Saturday 19 January 2013

The Existential Concerns of Four Pint Hangovers

Last night.
Four pints between the Prestonville and the Evening Star. I catch a taxi back (£10 exactly - Andy caught a taxi later on, and this was also £10 exactly). I get in and go straight to sleep, as it is my Saturday shift at work.
I wake sometime in the small hours when it is still dark. I feel somewhat ill and wonder if I am about to throw up. I go to the toilet. I really do not want to throw up. I rub water on myself. Why do we do these silly things when we are trying not to throw up? My body is very uncomfortable.
I go back to my room and open the window. Cold snowy air. I think if I leave my curtains open, the sight of the night will make me feel better.
I do not throw up.
I go back to sleep.

● Provided records

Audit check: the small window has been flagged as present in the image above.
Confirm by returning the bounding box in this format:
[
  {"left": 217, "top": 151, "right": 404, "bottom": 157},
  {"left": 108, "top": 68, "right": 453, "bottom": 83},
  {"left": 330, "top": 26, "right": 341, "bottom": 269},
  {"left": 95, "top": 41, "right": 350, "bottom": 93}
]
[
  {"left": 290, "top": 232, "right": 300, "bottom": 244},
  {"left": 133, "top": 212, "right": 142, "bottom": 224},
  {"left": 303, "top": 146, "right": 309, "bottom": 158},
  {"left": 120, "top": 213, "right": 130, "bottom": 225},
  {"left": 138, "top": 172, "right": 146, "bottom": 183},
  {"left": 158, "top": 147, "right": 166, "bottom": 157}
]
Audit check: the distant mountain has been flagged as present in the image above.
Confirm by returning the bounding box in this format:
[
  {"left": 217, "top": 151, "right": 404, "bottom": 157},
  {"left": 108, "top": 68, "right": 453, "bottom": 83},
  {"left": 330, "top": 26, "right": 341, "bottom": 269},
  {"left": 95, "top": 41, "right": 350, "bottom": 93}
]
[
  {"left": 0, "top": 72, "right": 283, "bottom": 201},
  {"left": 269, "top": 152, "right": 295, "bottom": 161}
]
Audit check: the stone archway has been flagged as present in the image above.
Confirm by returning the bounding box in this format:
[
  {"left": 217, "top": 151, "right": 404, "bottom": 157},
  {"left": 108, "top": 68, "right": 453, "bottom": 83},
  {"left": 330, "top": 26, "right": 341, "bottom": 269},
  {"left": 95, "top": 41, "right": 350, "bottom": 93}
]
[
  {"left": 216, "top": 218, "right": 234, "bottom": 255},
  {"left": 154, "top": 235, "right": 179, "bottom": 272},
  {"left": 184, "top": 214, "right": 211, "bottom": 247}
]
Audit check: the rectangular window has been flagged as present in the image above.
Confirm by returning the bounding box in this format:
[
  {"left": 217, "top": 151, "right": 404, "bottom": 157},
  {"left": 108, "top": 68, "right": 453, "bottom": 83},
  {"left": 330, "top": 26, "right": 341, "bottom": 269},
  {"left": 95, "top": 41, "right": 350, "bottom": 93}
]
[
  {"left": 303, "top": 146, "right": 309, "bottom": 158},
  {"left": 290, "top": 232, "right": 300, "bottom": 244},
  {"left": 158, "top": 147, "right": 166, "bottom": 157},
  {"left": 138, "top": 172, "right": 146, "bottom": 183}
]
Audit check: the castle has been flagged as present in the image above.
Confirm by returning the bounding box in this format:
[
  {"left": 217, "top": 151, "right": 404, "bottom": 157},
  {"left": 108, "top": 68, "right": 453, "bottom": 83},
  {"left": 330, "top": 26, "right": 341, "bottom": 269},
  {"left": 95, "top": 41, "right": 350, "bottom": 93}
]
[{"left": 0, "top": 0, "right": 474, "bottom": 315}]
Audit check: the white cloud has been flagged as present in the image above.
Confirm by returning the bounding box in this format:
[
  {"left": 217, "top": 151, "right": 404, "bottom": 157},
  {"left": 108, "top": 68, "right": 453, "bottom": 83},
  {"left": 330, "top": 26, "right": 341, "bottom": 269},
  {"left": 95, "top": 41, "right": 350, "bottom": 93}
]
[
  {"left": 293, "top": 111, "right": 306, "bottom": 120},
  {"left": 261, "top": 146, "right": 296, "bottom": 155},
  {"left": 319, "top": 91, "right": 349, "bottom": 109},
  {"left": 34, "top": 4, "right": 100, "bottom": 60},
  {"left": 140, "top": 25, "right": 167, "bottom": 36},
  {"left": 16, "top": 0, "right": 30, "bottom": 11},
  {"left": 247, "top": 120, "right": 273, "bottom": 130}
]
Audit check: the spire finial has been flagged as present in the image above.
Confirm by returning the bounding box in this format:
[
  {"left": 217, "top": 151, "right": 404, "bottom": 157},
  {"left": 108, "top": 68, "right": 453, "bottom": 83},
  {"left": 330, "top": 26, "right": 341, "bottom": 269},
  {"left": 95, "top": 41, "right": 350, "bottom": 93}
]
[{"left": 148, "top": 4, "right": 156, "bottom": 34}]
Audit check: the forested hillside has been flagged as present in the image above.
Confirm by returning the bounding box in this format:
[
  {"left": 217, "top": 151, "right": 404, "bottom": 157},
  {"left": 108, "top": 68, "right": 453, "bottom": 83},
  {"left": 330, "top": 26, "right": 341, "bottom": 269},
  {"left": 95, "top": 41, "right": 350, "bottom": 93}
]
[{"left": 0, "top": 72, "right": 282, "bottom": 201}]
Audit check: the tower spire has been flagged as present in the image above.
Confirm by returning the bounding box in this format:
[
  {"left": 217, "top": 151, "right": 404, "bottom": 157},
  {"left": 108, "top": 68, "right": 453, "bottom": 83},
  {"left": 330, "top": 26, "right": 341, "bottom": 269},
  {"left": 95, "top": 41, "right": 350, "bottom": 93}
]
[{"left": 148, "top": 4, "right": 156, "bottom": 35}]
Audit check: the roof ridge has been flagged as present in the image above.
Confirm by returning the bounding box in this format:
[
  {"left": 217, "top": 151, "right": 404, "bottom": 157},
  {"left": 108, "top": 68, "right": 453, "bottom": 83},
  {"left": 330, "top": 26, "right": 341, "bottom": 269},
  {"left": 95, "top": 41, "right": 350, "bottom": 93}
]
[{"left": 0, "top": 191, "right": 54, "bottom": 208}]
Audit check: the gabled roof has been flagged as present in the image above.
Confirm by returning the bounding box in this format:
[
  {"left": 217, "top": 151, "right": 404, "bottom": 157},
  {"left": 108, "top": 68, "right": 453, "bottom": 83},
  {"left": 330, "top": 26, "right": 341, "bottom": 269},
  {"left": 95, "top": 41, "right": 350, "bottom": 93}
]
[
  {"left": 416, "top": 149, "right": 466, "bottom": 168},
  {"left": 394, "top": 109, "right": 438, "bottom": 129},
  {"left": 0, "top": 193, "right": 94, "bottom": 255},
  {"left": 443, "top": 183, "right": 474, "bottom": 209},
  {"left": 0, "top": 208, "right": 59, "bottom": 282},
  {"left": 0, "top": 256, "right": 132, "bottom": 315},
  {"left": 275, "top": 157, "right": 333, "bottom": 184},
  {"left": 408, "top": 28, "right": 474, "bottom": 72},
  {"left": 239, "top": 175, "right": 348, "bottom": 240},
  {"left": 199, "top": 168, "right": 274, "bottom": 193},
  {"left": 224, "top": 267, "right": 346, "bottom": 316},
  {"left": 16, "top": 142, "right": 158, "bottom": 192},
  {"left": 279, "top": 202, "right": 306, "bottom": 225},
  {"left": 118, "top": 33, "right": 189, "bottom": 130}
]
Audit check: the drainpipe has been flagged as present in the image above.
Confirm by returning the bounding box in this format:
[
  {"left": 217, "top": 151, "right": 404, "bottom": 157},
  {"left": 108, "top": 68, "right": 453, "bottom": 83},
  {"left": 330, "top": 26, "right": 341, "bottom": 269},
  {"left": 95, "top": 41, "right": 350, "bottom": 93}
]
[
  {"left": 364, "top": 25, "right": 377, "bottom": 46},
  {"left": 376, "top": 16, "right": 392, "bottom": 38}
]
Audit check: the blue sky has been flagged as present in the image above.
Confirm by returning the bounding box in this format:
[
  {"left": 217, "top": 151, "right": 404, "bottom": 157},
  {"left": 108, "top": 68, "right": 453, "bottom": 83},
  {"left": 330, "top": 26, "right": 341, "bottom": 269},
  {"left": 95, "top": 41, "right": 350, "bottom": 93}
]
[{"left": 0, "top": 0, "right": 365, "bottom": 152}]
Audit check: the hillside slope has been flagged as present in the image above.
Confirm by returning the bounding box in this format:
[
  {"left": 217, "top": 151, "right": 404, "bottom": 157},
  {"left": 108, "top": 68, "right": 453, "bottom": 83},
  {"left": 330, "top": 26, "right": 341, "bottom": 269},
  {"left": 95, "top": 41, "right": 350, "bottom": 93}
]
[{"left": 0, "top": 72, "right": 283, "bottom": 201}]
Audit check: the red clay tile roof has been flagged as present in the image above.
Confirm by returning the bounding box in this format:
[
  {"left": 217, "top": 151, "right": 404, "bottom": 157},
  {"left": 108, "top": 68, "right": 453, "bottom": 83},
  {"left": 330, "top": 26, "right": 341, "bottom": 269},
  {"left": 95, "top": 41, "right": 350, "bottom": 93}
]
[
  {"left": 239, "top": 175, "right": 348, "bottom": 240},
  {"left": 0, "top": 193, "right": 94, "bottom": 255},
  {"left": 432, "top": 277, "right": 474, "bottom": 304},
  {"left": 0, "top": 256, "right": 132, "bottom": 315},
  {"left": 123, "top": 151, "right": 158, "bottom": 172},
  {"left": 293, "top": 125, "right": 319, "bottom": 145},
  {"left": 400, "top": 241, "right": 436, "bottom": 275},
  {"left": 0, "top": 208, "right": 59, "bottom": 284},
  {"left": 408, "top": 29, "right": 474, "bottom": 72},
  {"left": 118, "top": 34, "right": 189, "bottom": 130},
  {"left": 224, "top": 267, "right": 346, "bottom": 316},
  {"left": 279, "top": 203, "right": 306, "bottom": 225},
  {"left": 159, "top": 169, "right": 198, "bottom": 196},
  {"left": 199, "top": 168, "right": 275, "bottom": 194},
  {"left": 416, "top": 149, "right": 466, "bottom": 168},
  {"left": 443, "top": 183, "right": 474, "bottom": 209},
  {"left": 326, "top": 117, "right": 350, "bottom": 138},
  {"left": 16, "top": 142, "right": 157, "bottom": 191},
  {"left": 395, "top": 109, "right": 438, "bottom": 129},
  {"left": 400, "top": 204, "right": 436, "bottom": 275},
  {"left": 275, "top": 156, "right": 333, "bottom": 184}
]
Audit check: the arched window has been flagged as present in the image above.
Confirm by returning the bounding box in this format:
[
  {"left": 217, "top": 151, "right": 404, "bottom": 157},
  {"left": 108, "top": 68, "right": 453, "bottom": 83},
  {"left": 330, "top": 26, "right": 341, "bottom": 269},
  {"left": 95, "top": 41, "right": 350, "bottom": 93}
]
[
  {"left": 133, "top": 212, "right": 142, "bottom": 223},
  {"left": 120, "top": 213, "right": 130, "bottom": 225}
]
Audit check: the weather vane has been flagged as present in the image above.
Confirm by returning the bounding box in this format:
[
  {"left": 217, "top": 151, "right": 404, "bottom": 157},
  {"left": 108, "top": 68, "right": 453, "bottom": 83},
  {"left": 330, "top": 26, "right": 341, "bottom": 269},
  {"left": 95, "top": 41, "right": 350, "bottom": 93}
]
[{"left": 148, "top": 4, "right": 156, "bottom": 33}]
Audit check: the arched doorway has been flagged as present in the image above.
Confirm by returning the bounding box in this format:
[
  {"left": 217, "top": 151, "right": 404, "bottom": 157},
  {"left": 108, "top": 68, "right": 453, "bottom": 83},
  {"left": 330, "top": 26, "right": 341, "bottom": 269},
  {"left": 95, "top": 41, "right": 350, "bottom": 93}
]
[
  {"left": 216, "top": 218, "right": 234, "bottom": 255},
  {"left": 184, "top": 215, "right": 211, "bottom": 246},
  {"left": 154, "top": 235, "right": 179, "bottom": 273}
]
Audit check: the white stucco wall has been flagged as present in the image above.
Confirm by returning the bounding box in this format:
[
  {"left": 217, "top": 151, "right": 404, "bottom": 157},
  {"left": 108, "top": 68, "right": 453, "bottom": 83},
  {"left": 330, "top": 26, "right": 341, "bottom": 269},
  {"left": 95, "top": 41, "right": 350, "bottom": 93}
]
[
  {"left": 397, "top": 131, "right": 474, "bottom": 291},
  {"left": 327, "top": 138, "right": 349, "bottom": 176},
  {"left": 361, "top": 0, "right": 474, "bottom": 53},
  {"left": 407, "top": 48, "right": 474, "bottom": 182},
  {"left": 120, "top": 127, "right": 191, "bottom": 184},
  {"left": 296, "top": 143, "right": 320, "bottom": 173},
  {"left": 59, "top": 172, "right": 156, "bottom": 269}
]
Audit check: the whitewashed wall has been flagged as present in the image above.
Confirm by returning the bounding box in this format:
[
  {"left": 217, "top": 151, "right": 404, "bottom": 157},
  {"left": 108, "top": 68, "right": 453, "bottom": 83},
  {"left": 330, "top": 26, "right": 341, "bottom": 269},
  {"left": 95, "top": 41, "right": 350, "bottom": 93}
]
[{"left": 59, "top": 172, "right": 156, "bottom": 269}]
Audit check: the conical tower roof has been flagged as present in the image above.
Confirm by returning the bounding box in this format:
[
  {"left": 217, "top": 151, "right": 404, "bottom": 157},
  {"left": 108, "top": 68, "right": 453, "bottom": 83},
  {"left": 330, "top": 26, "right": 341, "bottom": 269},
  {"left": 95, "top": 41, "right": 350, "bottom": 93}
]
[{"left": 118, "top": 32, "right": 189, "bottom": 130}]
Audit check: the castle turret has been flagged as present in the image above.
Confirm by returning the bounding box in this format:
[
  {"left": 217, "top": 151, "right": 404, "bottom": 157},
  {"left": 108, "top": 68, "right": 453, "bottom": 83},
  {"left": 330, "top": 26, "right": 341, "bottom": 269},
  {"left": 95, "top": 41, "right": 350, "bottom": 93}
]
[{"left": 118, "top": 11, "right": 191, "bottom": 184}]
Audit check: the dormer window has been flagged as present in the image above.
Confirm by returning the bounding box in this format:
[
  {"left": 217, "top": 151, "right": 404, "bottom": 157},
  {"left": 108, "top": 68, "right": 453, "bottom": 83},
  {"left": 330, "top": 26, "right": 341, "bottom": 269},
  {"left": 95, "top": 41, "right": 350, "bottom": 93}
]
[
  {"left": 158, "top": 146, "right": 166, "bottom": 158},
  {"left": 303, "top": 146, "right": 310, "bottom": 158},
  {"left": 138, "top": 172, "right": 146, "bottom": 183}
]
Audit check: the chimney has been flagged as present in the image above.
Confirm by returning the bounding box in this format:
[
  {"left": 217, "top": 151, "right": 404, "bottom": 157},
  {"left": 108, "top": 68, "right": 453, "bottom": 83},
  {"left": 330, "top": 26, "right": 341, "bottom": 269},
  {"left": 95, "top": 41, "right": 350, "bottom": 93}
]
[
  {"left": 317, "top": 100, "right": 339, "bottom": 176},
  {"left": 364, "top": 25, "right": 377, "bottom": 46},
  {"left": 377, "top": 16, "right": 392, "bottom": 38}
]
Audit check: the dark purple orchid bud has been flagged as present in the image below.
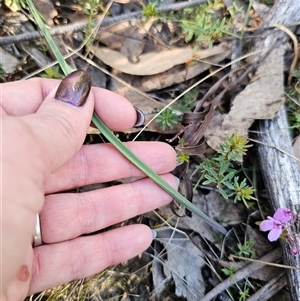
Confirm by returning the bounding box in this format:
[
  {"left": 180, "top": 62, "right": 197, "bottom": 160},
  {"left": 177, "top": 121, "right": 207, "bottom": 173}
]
[{"left": 54, "top": 70, "right": 91, "bottom": 107}]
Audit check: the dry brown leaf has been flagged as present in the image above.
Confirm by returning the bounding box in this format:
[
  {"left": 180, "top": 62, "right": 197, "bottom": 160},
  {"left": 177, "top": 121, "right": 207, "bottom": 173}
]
[
  {"left": 120, "top": 19, "right": 153, "bottom": 64},
  {"left": 91, "top": 44, "right": 232, "bottom": 76},
  {"left": 204, "top": 46, "right": 285, "bottom": 150},
  {"left": 152, "top": 229, "right": 206, "bottom": 301},
  {"left": 293, "top": 135, "right": 300, "bottom": 170},
  {"left": 154, "top": 191, "right": 247, "bottom": 241},
  {"left": 0, "top": 47, "right": 20, "bottom": 73},
  {"left": 133, "top": 43, "right": 231, "bottom": 92}
]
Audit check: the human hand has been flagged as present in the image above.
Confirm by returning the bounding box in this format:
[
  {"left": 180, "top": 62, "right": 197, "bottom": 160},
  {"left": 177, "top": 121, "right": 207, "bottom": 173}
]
[{"left": 0, "top": 71, "right": 178, "bottom": 301}]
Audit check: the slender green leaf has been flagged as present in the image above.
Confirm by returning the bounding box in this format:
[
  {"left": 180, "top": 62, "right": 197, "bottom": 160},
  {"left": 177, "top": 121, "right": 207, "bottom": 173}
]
[{"left": 27, "top": 0, "right": 227, "bottom": 235}]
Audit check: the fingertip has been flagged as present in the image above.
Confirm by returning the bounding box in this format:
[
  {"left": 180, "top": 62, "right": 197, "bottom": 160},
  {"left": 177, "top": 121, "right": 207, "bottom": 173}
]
[{"left": 91, "top": 87, "right": 140, "bottom": 131}]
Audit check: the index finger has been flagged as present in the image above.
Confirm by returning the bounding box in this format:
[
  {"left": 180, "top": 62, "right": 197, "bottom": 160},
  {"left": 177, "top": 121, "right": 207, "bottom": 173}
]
[{"left": 1, "top": 78, "right": 137, "bottom": 131}]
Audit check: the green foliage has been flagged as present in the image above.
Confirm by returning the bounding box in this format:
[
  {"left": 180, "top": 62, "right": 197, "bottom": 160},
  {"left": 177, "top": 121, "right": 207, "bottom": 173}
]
[
  {"left": 6, "top": 0, "right": 26, "bottom": 9},
  {"left": 78, "top": 0, "right": 102, "bottom": 17},
  {"left": 197, "top": 134, "right": 255, "bottom": 208},
  {"left": 178, "top": 0, "right": 238, "bottom": 47},
  {"left": 219, "top": 133, "right": 252, "bottom": 162},
  {"left": 237, "top": 239, "right": 255, "bottom": 257},
  {"left": 181, "top": 14, "right": 226, "bottom": 47},
  {"left": 171, "top": 88, "right": 199, "bottom": 113},
  {"left": 239, "top": 283, "right": 250, "bottom": 301},
  {"left": 41, "top": 66, "right": 62, "bottom": 79},
  {"left": 177, "top": 152, "right": 190, "bottom": 163},
  {"left": 78, "top": 0, "right": 102, "bottom": 46},
  {"left": 221, "top": 266, "right": 237, "bottom": 279},
  {"left": 156, "top": 108, "right": 181, "bottom": 130},
  {"left": 156, "top": 89, "right": 198, "bottom": 129},
  {"left": 143, "top": 2, "right": 160, "bottom": 19},
  {"left": 0, "top": 63, "right": 5, "bottom": 80}
]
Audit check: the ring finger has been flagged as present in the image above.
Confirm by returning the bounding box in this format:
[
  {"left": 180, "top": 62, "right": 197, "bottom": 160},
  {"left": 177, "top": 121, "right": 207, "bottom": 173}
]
[{"left": 40, "top": 174, "right": 178, "bottom": 243}]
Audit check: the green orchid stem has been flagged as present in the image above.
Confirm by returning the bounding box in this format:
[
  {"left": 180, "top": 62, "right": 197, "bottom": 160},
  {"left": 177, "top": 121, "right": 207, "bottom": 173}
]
[
  {"left": 26, "top": 0, "right": 227, "bottom": 235},
  {"left": 92, "top": 112, "right": 227, "bottom": 235}
]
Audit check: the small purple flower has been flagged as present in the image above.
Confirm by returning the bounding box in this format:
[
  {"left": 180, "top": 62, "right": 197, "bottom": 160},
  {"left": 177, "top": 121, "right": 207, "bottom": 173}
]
[
  {"left": 290, "top": 248, "right": 299, "bottom": 256},
  {"left": 273, "top": 208, "right": 293, "bottom": 223},
  {"left": 259, "top": 216, "right": 283, "bottom": 241}
]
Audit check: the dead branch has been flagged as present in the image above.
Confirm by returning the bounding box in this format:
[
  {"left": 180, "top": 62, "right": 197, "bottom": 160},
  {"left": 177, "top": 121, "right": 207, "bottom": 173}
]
[
  {"left": 201, "top": 248, "right": 282, "bottom": 301},
  {"left": 255, "top": 0, "right": 300, "bottom": 301},
  {"left": 247, "top": 272, "right": 287, "bottom": 301},
  {"left": 0, "top": 0, "right": 207, "bottom": 46}
]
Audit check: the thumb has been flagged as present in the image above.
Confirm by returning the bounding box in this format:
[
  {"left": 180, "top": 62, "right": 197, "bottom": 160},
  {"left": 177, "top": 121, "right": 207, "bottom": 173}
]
[{"left": 24, "top": 71, "right": 94, "bottom": 174}]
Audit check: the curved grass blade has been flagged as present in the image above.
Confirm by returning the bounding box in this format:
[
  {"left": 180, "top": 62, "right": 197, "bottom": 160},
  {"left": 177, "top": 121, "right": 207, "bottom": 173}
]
[
  {"left": 92, "top": 112, "right": 227, "bottom": 235},
  {"left": 26, "top": 0, "right": 227, "bottom": 235}
]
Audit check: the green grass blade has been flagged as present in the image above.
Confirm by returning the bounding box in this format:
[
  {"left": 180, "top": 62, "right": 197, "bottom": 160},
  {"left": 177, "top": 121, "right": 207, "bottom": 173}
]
[
  {"left": 26, "top": 0, "right": 73, "bottom": 75},
  {"left": 27, "top": 0, "right": 227, "bottom": 235},
  {"left": 92, "top": 112, "right": 227, "bottom": 234}
]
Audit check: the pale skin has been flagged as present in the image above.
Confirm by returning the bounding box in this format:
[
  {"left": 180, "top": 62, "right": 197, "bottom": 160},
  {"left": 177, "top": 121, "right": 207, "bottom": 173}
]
[{"left": 0, "top": 79, "right": 178, "bottom": 301}]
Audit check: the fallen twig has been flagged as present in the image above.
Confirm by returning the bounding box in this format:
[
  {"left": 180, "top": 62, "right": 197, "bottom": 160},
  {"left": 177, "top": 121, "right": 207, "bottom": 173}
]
[{"left": 201, "top": 248, "right": 281, "bottom": 301}]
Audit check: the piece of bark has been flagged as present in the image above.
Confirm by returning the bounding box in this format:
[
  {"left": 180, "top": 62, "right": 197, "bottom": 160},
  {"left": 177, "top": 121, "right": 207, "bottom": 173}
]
[
  {"left": 247, "top": 271, "right": 287, "bottom": 301},
  {"left": 255, "top": 0, "right": 300, "bottom": 301}
]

● Exercises
• A. Report each line of the entries in which the word "wall" appears.
• B. Carry on the account of the four-pint hangover, beginning after its final sentence.

● Replies
• A.
Audit check: the white stucco wall has been flagged as present in the image above.
Audit check: the whitewashed wall has been flagged as present in the image above.

• B.
My four hours at work are fortunately quiet, and though I feel somewhat hungover, I am able to begin a drawing of Lovecraft's elder god Cthulhu I am quite pleased with. I go straight home after work, and fall asleep on the sofa watching Come Dine With Me. I wake up and drink cup of tea after cup of tea, the mild physical nausea of the morning has passed into the hangover phase of existential concern and nostalgic haunting. I watch a documentary on a DVD I bought last week about the making of the Doctor Who story Frontios. This begins to unsettle me as the actors start talking about the deaths and breakdown associated with the production. Outside the white skies begin to fade slowly to twilight. The documentary makes me think of Forres, and when I first watched the story, in early 1984. Snowy then too I imagine. Drained-out pre-adolescent days, and fast approaching my last year in Scotland. Last year of childhood. The air tastes the same now as it does then. I lie down for a while and watch the Doctor Who story Day of the Daleks. I used to have this on VHS tape. I begin to dread Monday already. I download Death in June's Peaceful Snow album. Perhaps this will make the hangover better, even though I am oddly enjoying it too.
There is a coldness about the flat. Well, apart from the living room, which is cosy and warm, but I really must turn off the television.
I wonder if it snowing again?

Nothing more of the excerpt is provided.